- ASSIGNMENT: Every line of the material is to be reproduced verbatim.

- DATA FOR THIS TASK:
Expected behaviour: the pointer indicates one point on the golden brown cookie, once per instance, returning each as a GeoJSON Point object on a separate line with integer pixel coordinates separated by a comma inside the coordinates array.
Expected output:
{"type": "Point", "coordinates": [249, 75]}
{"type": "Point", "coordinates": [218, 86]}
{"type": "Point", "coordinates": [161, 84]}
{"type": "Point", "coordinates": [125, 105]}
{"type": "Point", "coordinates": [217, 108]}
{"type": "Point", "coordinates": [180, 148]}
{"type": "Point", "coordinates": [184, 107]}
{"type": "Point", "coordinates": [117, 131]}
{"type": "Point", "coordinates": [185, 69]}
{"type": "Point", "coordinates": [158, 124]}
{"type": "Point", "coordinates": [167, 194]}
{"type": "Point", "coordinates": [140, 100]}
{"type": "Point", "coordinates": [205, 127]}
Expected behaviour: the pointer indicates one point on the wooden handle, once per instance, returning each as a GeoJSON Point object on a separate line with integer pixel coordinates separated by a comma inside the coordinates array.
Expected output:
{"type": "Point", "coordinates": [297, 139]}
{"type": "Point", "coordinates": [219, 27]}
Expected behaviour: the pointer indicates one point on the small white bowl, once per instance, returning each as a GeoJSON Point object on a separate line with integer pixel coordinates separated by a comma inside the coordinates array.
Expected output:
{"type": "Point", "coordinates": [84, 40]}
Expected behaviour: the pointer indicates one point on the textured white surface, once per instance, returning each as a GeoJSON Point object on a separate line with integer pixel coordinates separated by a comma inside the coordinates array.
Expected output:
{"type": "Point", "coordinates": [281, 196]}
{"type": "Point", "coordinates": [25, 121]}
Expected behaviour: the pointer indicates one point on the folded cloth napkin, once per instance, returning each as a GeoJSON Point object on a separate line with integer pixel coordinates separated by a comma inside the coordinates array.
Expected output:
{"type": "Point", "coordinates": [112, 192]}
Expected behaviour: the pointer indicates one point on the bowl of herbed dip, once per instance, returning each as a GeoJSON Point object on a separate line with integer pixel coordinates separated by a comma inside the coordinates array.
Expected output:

- RESULT OF THE TASK:
Expected behaviour: the pointer indicates one point on the golden brown cookie, once per instance, returning each as a GeoJSON Point object on a separate line with integer pixel coordinates separated by a comma inside the coordinates array.
Expected output:
{"type": "Point", "coordinates": [249, 75]}
{"type": "Point", "coordinates": [218, 86]}
{"type": "Point", "coordinates": [161, 84]}
{"type": "Point", "coordinates": [125, 105]}
{"type": "Point", "coordinates": [217, 108]}
{"type": "Point", "coordinates": [180, 148]}
{"type": "Point", "coordinates": [184, 107]}
{"type": "Point", "coordinates": [117, 131]}
{"type": "Point", "coordinates": [185, 69]}
{"type": "Point", "coordinates": [158, 124]}
{"type": "Point", "coordinates": [167, 194]}
{"type": "Point", "coordinates": [140, 100]}
{"type": "Point", "coordinates": [205, 127]}
Expected behaviour: the pointer indicates one point on the wooden handle, once per instance, returning each as a GeoJSON Point object on a separate line with integer pixel coordinates separated by a comma inside the coordinates array.
Expected output:
{"type": "Point", "coordinates": [297, 139]}
{"type": "Point", "coordinates": [219, 27]}
Expected behaviour: the pointer indicates one point on the small white bowl, once per instance, returning each as a GeoJSON Point object on a separate line with integer pixel coordinates separated by a comma inside the coordinates array.
Expected output:
{"type": "Point", "coordinates": [84, 40]}
Expected behaviour: the pointer indicates one point on the textured white surface, once per instance, returning each as a GeoJSON Point object on a separate line with integer pixel coordinates separated by a comma inside the coordinates array.
Expected output:
{"type": "Point", "coordinates": [281, 196]}
{"type": "Point", "coordinates": [25, 121]}
Expected behaviour: the pointer indicates one point on the folded cloth napkin, once per instance, returning each as a GeoJSON Point object on a separate line with integer pixel coordinates separated by a comma inside the coordinates array.
Expected output:
{"type": "Point", "coordinates": [112, 192]}
Expected behaviour: the pointer indicates one point on the bowl of herbed dip, once per instance, returning each as a GeoJSON Point object on a separate line with integer pixel coordinates separated by a comma inside the coordinates array.
Expected output:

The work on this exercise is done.